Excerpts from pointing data
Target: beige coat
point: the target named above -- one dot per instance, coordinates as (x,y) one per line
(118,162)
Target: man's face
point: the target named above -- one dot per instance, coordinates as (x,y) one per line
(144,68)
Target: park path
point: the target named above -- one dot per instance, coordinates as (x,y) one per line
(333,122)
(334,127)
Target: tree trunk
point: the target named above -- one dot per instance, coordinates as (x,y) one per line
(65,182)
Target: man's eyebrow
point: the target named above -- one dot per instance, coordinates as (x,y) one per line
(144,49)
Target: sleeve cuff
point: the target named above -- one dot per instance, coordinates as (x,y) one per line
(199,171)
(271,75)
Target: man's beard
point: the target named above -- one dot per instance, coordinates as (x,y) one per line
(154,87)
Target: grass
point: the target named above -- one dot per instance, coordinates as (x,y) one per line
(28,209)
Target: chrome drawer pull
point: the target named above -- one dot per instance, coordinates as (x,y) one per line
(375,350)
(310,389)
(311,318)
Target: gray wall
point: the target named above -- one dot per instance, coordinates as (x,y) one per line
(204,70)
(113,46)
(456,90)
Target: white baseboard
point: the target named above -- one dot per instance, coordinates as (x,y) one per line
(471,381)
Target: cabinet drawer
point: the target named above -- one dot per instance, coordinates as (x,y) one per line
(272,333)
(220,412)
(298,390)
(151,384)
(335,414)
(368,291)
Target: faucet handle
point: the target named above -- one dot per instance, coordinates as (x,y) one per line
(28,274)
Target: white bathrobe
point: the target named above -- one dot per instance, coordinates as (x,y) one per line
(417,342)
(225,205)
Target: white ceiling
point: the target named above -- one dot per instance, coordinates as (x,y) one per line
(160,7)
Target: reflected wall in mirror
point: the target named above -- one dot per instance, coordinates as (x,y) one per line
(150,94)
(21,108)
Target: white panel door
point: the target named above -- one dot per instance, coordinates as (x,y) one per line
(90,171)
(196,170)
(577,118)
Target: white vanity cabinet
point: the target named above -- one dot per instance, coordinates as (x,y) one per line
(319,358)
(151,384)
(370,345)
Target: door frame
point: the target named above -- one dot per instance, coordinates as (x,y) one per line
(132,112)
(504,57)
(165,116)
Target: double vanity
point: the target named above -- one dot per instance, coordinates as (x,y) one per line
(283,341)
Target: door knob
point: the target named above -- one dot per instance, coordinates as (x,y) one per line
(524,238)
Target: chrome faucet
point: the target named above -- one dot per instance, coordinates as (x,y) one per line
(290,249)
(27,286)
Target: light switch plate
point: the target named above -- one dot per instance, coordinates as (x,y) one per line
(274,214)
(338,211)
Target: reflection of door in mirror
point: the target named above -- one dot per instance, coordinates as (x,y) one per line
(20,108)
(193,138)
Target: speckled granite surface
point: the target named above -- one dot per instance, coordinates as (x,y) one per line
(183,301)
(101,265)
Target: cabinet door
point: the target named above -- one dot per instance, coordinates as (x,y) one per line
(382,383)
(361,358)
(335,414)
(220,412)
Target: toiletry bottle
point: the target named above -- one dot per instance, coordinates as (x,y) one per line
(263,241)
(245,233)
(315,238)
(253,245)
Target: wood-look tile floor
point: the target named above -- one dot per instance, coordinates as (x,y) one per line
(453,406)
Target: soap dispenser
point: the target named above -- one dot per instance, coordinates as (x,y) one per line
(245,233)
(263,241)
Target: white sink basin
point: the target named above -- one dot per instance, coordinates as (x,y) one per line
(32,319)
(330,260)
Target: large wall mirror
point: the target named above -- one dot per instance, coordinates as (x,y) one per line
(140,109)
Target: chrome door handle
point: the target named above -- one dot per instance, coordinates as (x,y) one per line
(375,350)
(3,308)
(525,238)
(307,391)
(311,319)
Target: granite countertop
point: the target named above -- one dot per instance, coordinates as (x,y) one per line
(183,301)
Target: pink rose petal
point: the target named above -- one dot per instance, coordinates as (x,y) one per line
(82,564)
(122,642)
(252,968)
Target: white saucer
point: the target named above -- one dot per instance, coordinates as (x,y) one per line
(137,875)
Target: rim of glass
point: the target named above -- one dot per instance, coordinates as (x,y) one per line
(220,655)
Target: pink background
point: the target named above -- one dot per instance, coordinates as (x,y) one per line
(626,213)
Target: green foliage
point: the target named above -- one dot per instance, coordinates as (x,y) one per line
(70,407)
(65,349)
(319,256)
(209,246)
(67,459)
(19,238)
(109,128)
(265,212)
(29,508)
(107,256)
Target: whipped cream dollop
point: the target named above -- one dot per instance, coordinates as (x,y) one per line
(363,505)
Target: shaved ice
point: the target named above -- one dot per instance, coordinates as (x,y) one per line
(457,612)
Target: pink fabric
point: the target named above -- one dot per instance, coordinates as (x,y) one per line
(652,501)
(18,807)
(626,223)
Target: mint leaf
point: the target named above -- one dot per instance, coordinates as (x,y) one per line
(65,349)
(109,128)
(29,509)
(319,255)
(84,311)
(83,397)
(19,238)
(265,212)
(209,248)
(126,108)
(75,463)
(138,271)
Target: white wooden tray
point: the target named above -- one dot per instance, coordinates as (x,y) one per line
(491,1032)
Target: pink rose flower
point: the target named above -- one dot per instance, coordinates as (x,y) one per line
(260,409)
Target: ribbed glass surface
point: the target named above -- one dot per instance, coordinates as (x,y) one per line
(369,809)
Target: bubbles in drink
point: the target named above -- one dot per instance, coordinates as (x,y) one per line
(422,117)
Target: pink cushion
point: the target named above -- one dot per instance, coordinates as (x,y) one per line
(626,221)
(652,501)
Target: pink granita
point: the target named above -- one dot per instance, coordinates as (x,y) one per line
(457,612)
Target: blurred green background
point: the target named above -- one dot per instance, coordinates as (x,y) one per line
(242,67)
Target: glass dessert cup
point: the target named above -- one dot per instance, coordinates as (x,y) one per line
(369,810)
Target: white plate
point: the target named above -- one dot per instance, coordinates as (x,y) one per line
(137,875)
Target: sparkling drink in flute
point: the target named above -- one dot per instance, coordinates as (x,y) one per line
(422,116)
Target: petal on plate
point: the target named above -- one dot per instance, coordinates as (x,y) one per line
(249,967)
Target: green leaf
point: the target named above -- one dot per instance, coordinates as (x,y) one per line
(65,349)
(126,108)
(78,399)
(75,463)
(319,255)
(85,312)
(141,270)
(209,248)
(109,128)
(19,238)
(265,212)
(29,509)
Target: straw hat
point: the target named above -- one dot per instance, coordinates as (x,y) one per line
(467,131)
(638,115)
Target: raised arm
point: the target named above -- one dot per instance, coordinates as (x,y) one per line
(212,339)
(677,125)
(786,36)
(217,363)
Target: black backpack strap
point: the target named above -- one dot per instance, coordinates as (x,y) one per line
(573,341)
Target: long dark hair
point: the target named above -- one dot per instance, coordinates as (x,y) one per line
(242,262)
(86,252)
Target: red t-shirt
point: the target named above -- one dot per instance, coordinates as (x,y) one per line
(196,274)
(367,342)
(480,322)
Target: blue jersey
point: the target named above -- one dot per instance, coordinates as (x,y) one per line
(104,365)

_GOAL OF THE EXERCISE_
Arrange every one of the rows above as a numbered list, omitting any blank lines.

_RESULT OF THE EXERCISE_
1. Target: beige coat
2. point: the target named above -- one dot per instance, coordinates as (x,y) one per line
3. (118,162)
4. Target: man's face
5. point: the target named above -- one dot per instance, coordinates as (x,y) one per line
6. (144,68)
7. Target: park path
8. point: the target named above -- one dot per instance, coordinates as (x,y) one per line
9. (333,122)
10. (334,127)
11. Target: tree trunk
12. point: the target named above -- one dot per instance, coordinates as (x,y) one per line
13. (65,182)
14. Target: man's eyebrow
15. point: the target named above -- one dot per instance, coordinates as (x,y) one per line
16. (144,49)
17. Target: sleeve cuff
18. point: the target named above -- one dot per instance, coordinates as (x,y) one per line
19. (199,171)
20. (271,75)
21. Target: man's beard
22. point: the target named above -- one dot per instance, coordinates as (x,y) one per line
23. (154,87)
24. Target: grass
25. point: the target named above -- one dot per instance, coordinates as (x,y) one per line
26. (28,209)
27. Target: chrome drawer pull
28. point: the target named above -- one dot per instance, coordinates as (x,y) one per line
29. (375,350)
30. (310,389)
31. (311,318)
32. Target: gray wall
33. point: the target named above -- one dot per instance, coordinates as (x,y) one per line
34. (204,70)
35. (113,46)
36. (456,90)
37. Target: white baseboard
38. point: the target named above -- one dot per instance, coordinates as (x,y) one per line
39. (471,381)
40. Target: cabinet drawer
41. point: the target named above -- one dot per instance, coordinates as (x,y) one per line
42. (272,333)
43. (220,412)
44. (298,390)
45. (151,384)
46. (335,414)
47. (368,291)
48. Target: faucet handle
49. point: the target named above -- one dot per instance, coordinates as (x,y) one per line
50. (28,274)
51. Target: white bathrobe
52. point: the target named above -- one dot per instance, coordinates as (x,y) one per line
53. (417,342)
54. (225,205)
55. Target: white ceiling
56. point: the target named above -- one dot per instance, coordinates as (x,y) one per line
57. (160,7)
58. Target: reflected wall in mirror
59. point: the target named above -- one dot per instance, coordinates as (x,y) one per line
60. (150,94)
61. (21,108)
62. Target: white panel door
63. point: the target named above -- one dot per instance, coordinates as (x,y) one per line
64. (90,171)
65. (196,170)
66. (577,118)
67. Target: white vanity cabinet
68. point: the target named above -- one dot per instance, coordinates as (x,y) one per line
69. (319,358)
70. (151,384)
71. (370,345)
72. Target: door frame
73. point: the target named above -- one dot per instance, coordinates as (x,y) one per line
74. (132,112)
75. (504,57)
76. (165,116)
77. Target: double vanity
78. point: the target named above -- one dot per instance, coordinates as (x,y) one per line
79. (283,341)
80. Target: door knob
81. point: the target named above -- one dot per instance, coordinates as (x,y) one per line
82. (524,238)
83. Target: chrome faucet
84. point: the target named above -- one dot per instance, coordinates as (x,y) one per line
85. (290,249)
86. (27,286)
87. Target: light switch plate
88. point: the target named above -- one dot per instance, coordinates as (x,y) one per line
89. (274,214)
90. (338,211)
91. Target: reflection of door in mirror
92. point: the target named above -- one dot per instance, coordinates as (x,y) one per line
93. (20,108)
94. (193,138)
95. Target: speckled granite surface
96. point: the target named above -- one dot per instance, coordinates as (x,y) one per line
97. (183,301)
98. (101,265)
99. Target: cabinet door
100. point: the target named above -- one dot per instance, coordinates as (x,y) one per line
101. (382,383)
102. (361,358)
103. (335,414)
104. (220,412)
105. Target: toiletry bottle
106. point: the target named above -- one dot per instance, coordinates as (x,y) one per line
107. (263,241)
108. (245,233)
109. (315,238)
110. (253,245)
111. Target: wood-look tile floor
112. point: the target named above -- one dot per instance, coordinates as (x,y) one per line
113. (453,406)
114. Target: soap dispenser
115. point: the target named above -- one dot per instance, coordinates as (x,y) one per line
116. (245,233)
117. (263,241)
118. Target: white sink basin
119. point: the target named above -- one dot per instance, coordinates as (x,y) one per line
120. (32,319)
121. (330,260)
122. Target: large wall mirror
123. point: the target named above -- one dot per instance, coordinates as (x,y) one per line
124. (140,109)
125. Target: chrome door handle
126. point: the target named above -- one dot per instance, coordinates as (x,y) one per line
127. (375,350)
128. (3,308)
129. (525,238)
130. (307,391)
131. (311,319)
132. Target: granite countertop
133. point: the target named above -- one dot per instance, coordinates as (x,y) one per line
134. (183,301)
135. Target: pink rose petal
136. point: the target named above -- one dot per instance, coordinates as (x,y) one per line
137. (82,564)
138. (122,642)
139. (252,968)
140. Target: white saucer
141. point: the target named above -- one dot per instance, coordinates as (x,y) one per line
142. (137,875)
143. Target: rim of glass
144. point: the target named above -- one dot per instance, coordinates as (x,y) one per line
145. (220,655)
146. Target: pink background
147. point: the target named above -- one dot per instance, coordinates as (x,y) one per line
148. (626,213)
149. Target: green foliage
150. point: the target named above -- one dot per instance, coordinates as (x,y) one per line
151. (70,407)
152. (65,349)
153. (319,256)
154. (209,246)
155. (67,459)
156. (19,238)
157. (109,128)
158. (265,212)
159. (29,508)
160. (107,256)
161. Target: whipped cream dollop
162. point: the target named above -- one dot per instance, coordinates as (x,y) one per line
163. (363,505)
164. Target: shaved ice
165. point: the target named above -- one dot per instance, coordinates as (x,y) one per line
166. (457,612)
167. Target: pink fabric
168. point: the target named above -- one dot per instance, coordinates as (x,y) one per line
169. (652,501)
170. (18,807)
171. (626,223)
172. Target: mint leaf
173. point: the target named above -- one dot per instance, coordinates as (x,y) one per line
174. (65,349)
175. (109,128)
176. (29,509)
177. (319,255)
178. (84,311)
179. (83,397)
180. (19,238)
181. (265,212)
182. (209,248)
183. (126,108)
184. (75,463)
185. (138,271)
186. Target: white wooden tray
187. point: the target named above -- one dot per instance, coordinates as (x,y) one per line
188. (491,1032)
189. Target: pink rose flower
190. point: the target named above -- one dot per instance, coordinates as (x,y) one per line
191. (260,409)
192. Target: ribbed glass surface
193. point: the target named above -- one dot per instance, coordinates as (x,y) one per line
194. (369,809)
195. Target: bubbles in drink
196. point: the target named above -- one dot per instance, coordinates as (x,y) one per line
197. (422,117)
198. Target: pink cushion
199. point: the target named above -- one dot per instance, coordinates as (x,y) one per line
200. (626,221)
201. (652,501)
202. Target: pink granita
203. point: the target named above -- one dot per instance, coordinates as (x,y) one per line
204. (457,612)
205. Target: blurred green background
206. point: the target named above -- one dot per instance, coordinates as (x,y) one per line
207. (242,67)
208. Target: glass dessert cup
209. point: the target named above -- one dot per instance, coordinates as (x,y) one per line
210. (369,810)
211. Target: white plate
212. point: the target named above -- one dot per instance, coordinates as (x,y) one per line
213. (137,875)
214. Target: sparkling drink in flute
215. point: the target named above -- one dot per instance, coordinates as (x,y) one per line
216. (422,116)
217. Target: petal on plate
218. point: the target named above -- one dot per instance, coordinates as (x,y) one per line
219. (249,967)
220. Target: green leaf
221. point: the target named above -- one dot per instance, coordinates as (x,y) one per line
222. (65,349)
223. (126,108)
224. (78,399)
225. (75,463)
226. (319,255)
227. (85,312)
228. (141,270)
229. (209,248)
230. (109,128)
231. (19,238)
232. (265,212)
233. (29,509)
234. Target: straw hat
235. point: the target named above -- one dot per instance, coordinates as (x,y) one per line
236. (467,131)
237. (638,115)
238. Target: raised arm
239. point: the target named above -- one dot per instance, coordinates as (x,y) one per line
240. (212,339)
241. (677,125)
242. (786,36)
243. (217,363)
244. Target: black backpack strap
245. point: the target named above -- one dot per instance, coordinates as (x,y) one per line
246. (573,341)
247. Target: long dark hair
248. point: the target named above -- one dot per instance, coordinates as (x,y) one per line
249. (242,262)
250. (86,252)
251. Target: red t-shirt
252. point: the target named above -- one dot per instance, coordinates as (x,y) one per line
253. (196,274)
254. (367,342)
255. (480,322)
256. Target: blue jersey
257. point: the target named above -- one dot per instance, coordinates as (x,y) one per line
258. (104,365)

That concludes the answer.